++++ Exercise inputs
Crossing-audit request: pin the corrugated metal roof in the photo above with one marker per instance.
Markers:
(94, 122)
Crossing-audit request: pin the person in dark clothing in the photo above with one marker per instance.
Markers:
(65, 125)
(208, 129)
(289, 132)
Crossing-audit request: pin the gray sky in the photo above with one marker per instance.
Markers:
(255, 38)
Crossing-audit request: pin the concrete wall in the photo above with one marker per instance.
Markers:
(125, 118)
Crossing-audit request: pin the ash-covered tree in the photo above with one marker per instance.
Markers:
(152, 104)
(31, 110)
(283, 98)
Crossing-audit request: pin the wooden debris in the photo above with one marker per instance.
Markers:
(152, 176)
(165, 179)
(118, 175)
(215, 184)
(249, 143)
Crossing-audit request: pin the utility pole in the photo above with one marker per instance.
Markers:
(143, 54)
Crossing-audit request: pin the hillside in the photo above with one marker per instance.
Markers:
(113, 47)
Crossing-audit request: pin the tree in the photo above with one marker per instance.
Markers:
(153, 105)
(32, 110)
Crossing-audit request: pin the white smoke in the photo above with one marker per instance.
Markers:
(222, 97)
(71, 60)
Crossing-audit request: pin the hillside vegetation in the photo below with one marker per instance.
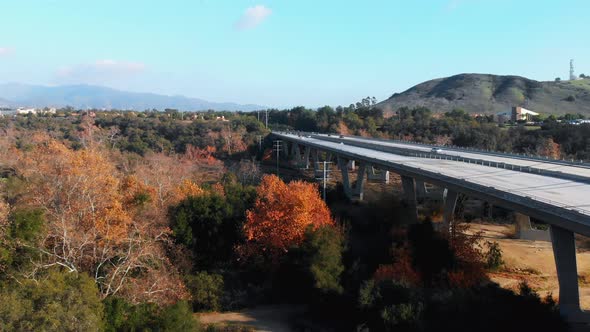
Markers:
(483, 93)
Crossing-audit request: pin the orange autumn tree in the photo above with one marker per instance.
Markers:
(98, 223)
(281, 214)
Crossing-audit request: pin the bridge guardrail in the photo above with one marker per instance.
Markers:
(574, 163)
(575, 218)
(483, 162)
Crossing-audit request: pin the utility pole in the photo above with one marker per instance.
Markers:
(277, 147)
(325, 175)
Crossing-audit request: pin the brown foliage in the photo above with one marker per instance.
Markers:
(402, 270)
(281, 215)
(97, 223)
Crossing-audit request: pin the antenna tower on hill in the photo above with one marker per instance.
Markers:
(572, 75)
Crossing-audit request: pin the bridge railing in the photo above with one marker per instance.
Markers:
(528, 203)
(523, 156)
(409, 152)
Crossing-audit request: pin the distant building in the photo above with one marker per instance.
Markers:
(521, 113)
(22, 110)
(518, 114)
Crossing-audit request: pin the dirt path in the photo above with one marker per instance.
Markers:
(275, 318)
(532, 261)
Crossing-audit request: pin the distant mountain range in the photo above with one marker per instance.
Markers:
(483, 93)
(89, 96)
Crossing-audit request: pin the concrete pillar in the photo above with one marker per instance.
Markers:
(372, 174)
(360, 180)
(523, 223)
(351, 165)
(420, 189)
(564, 252)
(410, 197)
(450, 201)
(296, 153)
(316, 159)
(285, 149)
(525, 231)
(306, 157)
(342, 165)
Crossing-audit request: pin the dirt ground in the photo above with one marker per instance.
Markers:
(532, 261)
(273, 318)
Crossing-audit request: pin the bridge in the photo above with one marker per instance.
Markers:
(556, 192)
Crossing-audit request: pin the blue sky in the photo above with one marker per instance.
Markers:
(282, 53)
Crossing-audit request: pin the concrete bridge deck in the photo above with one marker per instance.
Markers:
(561, 202)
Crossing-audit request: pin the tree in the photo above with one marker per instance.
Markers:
(98, 224)
(61, 301)
(323, 251)
(204, 224)
(281, 215)
(206, 290)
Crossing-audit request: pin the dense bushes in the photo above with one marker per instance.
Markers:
(206, 291)
(59, 301)
(122, 316)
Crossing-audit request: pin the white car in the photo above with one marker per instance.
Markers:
(436, 150)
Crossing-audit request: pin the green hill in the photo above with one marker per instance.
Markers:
(483, 93)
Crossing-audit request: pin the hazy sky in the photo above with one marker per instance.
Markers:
(287, 52)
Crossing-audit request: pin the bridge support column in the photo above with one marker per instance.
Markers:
(360, 180)
(420, 189)
(450, 201)
(306, 157)
(285, 149)
(564, 251)
(296, 153)
(316, 159)
(525, 231)
(351, 165)
(410, 197)
(372, 174)
(342, 165)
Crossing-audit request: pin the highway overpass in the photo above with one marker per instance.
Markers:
(555, 192)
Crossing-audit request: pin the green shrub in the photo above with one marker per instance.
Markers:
(61, 301)
(493, 257)
(323, 248)
(206, 290)
(121, 315)
(26, 225)
(179, 317)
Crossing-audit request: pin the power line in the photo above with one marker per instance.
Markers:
(324, 173)
(278, 147)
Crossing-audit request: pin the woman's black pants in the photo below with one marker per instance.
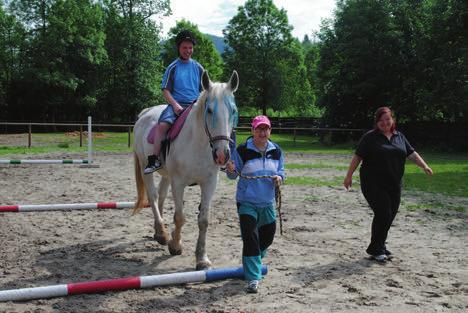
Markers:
(384, 202)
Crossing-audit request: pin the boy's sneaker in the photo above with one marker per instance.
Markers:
(252, 286)
(154, 164)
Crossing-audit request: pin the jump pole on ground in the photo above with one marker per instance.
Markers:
(138, 282)
(67, 206)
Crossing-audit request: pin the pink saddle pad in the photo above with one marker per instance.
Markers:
(175, 128)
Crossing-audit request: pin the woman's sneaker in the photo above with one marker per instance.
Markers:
(381, 258)
(252, 286)
(154, 164)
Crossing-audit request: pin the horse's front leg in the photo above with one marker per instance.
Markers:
(207, 191)
(175, 244)
(160, 232)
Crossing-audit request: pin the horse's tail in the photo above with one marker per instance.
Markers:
(140, 184)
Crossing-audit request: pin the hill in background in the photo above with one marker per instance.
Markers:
(218, 42)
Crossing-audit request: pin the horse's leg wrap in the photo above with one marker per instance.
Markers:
(207, 191)
(175, 244)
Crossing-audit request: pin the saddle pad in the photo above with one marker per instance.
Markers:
(175, 128)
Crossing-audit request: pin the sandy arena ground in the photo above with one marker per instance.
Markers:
(318, 265)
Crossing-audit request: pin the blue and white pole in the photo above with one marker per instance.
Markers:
(122, 284)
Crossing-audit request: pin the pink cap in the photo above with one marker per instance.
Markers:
(260, 120)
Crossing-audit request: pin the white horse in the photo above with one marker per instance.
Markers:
(194, 157)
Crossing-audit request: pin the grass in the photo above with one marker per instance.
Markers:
(434, 205)
(450, 175)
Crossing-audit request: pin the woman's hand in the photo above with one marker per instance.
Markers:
(428, 170)
(348, 182)
(278, 180)
(230, 167)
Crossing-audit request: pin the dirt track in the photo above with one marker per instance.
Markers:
(318, 265)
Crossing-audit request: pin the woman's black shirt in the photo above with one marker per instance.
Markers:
(383, 160)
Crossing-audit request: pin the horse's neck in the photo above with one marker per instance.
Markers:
(193, 131)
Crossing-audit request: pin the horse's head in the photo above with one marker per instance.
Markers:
(220, 115)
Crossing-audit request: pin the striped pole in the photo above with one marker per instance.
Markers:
(67, 206)
(139, 282)
(65, 161)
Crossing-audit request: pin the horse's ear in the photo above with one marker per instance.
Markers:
(206, 82)
(233, 82)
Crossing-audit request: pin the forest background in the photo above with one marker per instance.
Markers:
(62, 60)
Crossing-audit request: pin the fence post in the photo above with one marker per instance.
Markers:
(81, 136)
(29, 136)
(129, 133)
(294, 140)
(90, 142)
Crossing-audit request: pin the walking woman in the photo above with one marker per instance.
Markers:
(383, 152)
(258, 156)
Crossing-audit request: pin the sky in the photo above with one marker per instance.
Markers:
(212, 16)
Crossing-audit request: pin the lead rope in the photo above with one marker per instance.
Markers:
(277, 194)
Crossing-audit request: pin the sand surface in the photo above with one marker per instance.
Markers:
(318, 265)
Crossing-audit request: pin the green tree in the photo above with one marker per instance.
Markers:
(133, 74)
(359, 52)
(12, 42)
(269, 60)
(204, 52)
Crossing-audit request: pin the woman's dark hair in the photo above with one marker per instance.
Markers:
(381, 111)
(185, 35)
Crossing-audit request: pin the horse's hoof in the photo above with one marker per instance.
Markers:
(161, 239)
(174, 251)
(203, 265)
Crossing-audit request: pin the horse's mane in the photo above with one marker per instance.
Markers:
(144, 111)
++++++++
Task directions:
Working from the lines above, reproduce the material exactly and exclude its pictures.

Completed task:
Crossing-audit request: pin the corrugated metal roof in the photo above with one marker per instance.
Markers:
(94, 122)
Crossing-audit request: pin the person in dark clothing in the photo above with one marker per instance.
Markers:
(65, 125)
(208, 129)
(289, 132)
Crossing-audit request: pin the gray sky in the photo above with one marker per instance.
Markers:
(255, 38)
Crossing-audit request: pin the concrete wall in the photo above with one marker per instance.
Markers:
(125, 118)
Crossing-audit request: pin the ash-covered tree in the photo above with one marker per instance.
Markers:
(152, 104)
(31, 110)
(283, 98)
Crossing-audit request: pin the wooden debris in the photo above with one marker per instance.
Markers:
(152, 176)
(165, 179)
(118, 175)
(215, 184)
(249, 143)
Crossing-audit request: pin the utility pole in the photo above with one marker per instance.
Markers:
(143, 54)
Crossing-audit request: pin the hillside in the photo above with one marker per instance.
Markers:
(113, 47)
Crossing-audit request: pin the tree in the photo above with one marker per instance.
Markers:
(153, 105)
(32, 110)
Crossing-audit request: pin the white smoke in the photo above with one marker per instance.
Markers:
(222, 97)
(71, 60)
Crossing-audit request: pin the hillside vegetation in the photo below with one marker per instance.
Markers:
(483, 93)
Crossing-audit request: pin the orange autumn tree in the photo above with one marker per instance.
Markers:
(98, 223)
(281, 214)
Crossing-audit request: pin the bridge guardrail in the photo above with one marker per instance.
Markers:
(574, 163)
(575, 218)
(483, 162)
Crossing-audit request: pin the utility pole in the photo above with one marker per instance.
Markers:
(277, 147)
(325, 175)
Crossing-audit request: pin the brown foliage in the photo above with one marker per instance.
Markers:
(402, 270)
(281, 215)
(97, 223)
Crossing-audit request: pin the antenna tower on hill in the photo above with one marker per instance.
Markers:
(572, 75)
Crossing-audit request: pin the bridge railing in the photo above with one marker per instance.
Markers:
(528, 203)
(523, 156)
(409, 152)
Crossing-audit request: pin the distant building in the photo above with one marker per instance.
Markers:
(521, 113)
(22, 110)
(518, 114)
Crossing-audit request: pin the dirt path in the photo above with one marker per instance.
Markers:
(275, 318)
(532, 261)
Crossing-audit request: pin the distant mountain range in the photo above with one marker per instance.
Markers:
(483, 93)
(89, 96)
Crossing-audit request: pin the concrete pillar in the photo above with one marker per instance.
Markers:
(372, 174)
(360, 180)
(523, 223)
(351, 165)
(420, 189)
(564, 252)
(410, 197)
(450, 201)
(296, 153)
(316, 159)
(285, 149)
(525, 231)
(306, 157)
(342, 165)
Crossing-audit request: pin the dirt ground in the photo above with one marker per instance.
Markers:
(532, 261)
(273, 318)
Crossing-audit request: pin the bridge in the photo above with one marker per instance.
Markers:
(556, 192)
Crossing-audit request: pin the blue sky in the photo above with one marker per instance.
Markers:
(282, 53)
Crossing-audit request: pin the concrete bridge deck in the photo above with one marker per instance.
Markers:
(561, 202)
Crossing-audit request: pin the tree in the photo above with one marker per instance.
Markers:
(98, 224)
(61, 301)
(323, 251)
(204, 224)
(281, 215)
(206, 290)
Crossing-audit request: pin the dense bushes in the photo above with one marker per instance.
Markers:
(206, 291)
(59, 301)
(122, 316)
Crossing-audit request: pin the white car in the photo above with one marker per instance.
Markers:
(436, 150)
Crossing-audit request: pin the green hill in the photo above with one marker per instance.
Markers:
(483, 93)
Crossing-audit request: pin the hazy sky in the photo above with one marker per instance.
Markers:
(287, 52)
Crossing-audit request: pin the bridge support column in the photo above with one marker per instance.
Markers:
(360, 180)
(420, 189)
(450, 201)
(306, 157)
(285, 149)
(564, 251)
(296, 153)
(316, 159)
(525, 231)
(351, 165)
(410, 197)
(372, 174)
(342, 165)
Crossing-audit request: pin the highway overpass in the photo above with one marker per instance.
Markers:
(555, 192)
Crossing-audit request: pin the green shrub in the photo above with one marker per instance.
Markers:
(61, 301)
(493, 257)
(323, 248)
(206, 290)
(121, 315)
(26, 225)
(179, 317)
Crossing-audit request: pin the power line in the photo above with one marker per instance.
Markers:
(324, 173)
(278, 147)
Crossing-audit request: pin the woman's black pants in the photo below with one marker per instance.
Markers:
(384, 202)
Crossing-audit request: pin the boy's sneaker in the photo above with one marker per instance.
Markers:
(252, 286)
(154, 164)
Crossing-audit request: pin the jump pole on ground in the photo above with one marker per instance.
Markers:
(138, 282)
(67, 206)
Crossing-audit request: pin the pink saddle pad in the photo above with one marker per instance.
Markers:
(175, 128)
Crossing-audit request: pin the woman's sneaker in the photo above with one marker per instance.
Markers:
(381, 258)
(252, 286)
(154, 164)
Crossing-audit request: pin the horse's front leg in the photo above with one marker per instance.
Markers:
(207, 191)
(175, 244)
(160, 232)
Crossing-audit request: pin the horse's tail in the photo above with one marker per instance.
Markers:
(140, 184)
Crossing-audit request: pin the hill in background in the photo above with one marker per instance.
Markers:
(218, 42)
Crossing-audit request: pin the horse's leg wrap in the photo above with one marker per instance.
Markers:
(207, 191)
(175, 244)
Crossing-audit request: pin the saddle pad in the photo above with one marker per instance.
Markers:
(175, 128)
Crossing-audit request: pin the sandy arena ground in the photo above with one marker per instance.
Markers:
(318, 265)
Crossing-audit request: pin the blue and white pole in the photo above with one marker per instance.
Markers:
(122, 284)
Crossing-audit request: pin the pink cap in the photo above with one marker per instance.
Markers:
(260, 120)
Crossing-audit request: pin the white horse in the photo above with one marker per instance.
Markers:
(194, 157)
Crossing-audit request: pin the grass in the photo above with one marker per instance.
Markers:
(434, 205)
(450, 175)
Crossing-audit request: pin the woman's hand in the photo above with one marker per instance.
Markers:
(428, 170)
(348, 182)
(278, 180)
(230, 167)
Crossing-audit request: pin the dirt track in the photo above with one marker per instance.
Markers:
(318, 265)
Crossing-audit request: pin the woman's black shirt in the photo above with one marker per instance.
Markers:
(383, 160)
Crossing-audit request: pin the horse's neck in the photo above with one marker per instance.
Markers:
(193, 131)
Crossing-audit request: pin the horse's head in the photo above with one marker per instance.
Markers:
(220, 115)
Crossing-audit request: pin the striped pole in the photo above with one marker per instance.
Markers:
(67, 206)
(139, 282)
(65, 161)
Crossing-audit request: pin the horse's ear in the photo above with one marker per instance.
Markers:
(206, 82)
(233, 82)
Crossing-audit request: pin the forest background in the photo above with one marker per instance.
Markers:
(62, 60)
Crossing-audit request: pin the fence post in the photo above with one marker per instance.
Markers:
(81, 136)
(29, 136)
(129, 133)
(294, 140)
(90, 142)
Crossing-audit request: pin the walking woman in the photo above with one marker per instance.
Markers:
(383, 152)
(258, 156)
Crossing-audit request: pin the sky in the photo above with one marker per instance.
Markers:
(212, 16)
Crossing-audit request: pin the lead rope in the photo above with one marker per instance.
Markers:
(277, 194)
Crossing-audit request: pin the sand surface in the photo above with one marker per instance.
Markers:
(318, 265)
Crossing-audit request: pin the green tree in the photo above with one marker per instance.
Markers:
(133, 74)
(359, 52)
(12, 42)
(269, 60)
(204, 52)
Crossing-audit request: pin the woman's dark hair in the photo above with one marker per instance.
Markers:
(381, 111)
(185, 35)
Crossing-audit request: pin the horse's hoof in the photo above with one marker per instance.
Markers:
(161, 239)
(174, 251)
(203, 265)
Crossing-audit request: pin the horse's mane in the photo above with one marker per instance.
Markers:
(144, 111)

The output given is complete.